GIVEN DATA:
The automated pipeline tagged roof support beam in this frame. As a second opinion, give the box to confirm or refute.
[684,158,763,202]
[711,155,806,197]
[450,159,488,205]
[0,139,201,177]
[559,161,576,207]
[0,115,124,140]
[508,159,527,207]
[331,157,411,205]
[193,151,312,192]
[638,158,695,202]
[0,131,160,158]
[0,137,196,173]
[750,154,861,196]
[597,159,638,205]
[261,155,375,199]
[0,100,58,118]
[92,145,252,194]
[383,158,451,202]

OBJECTIVE: Revise the items above so that "roof support beam" becomes "ceiling rafter", keeping every other word and number the same.

OUTPUT OF THE TASK:
The automated pipeline tagged ceiling rafter in this frame. As a second opinion, give the box to confirm or refute.
[684,158,763,202]
[711,155,806,197]
[450,159,488,205]
[0,139,201,177]
[559,161,576,207]
[0,115,124,140]
[508,159,527,207]
[331,157,411,205]
[193,151,312,192]
[638,158,695,202]
[0,131,160,158]
[0,137,196,173]
[750,154,861,196]
[597,159,638,205]
[261,155,375,199]
[0,100,58,118]
[92,145,252,194]
[383,158,451,202]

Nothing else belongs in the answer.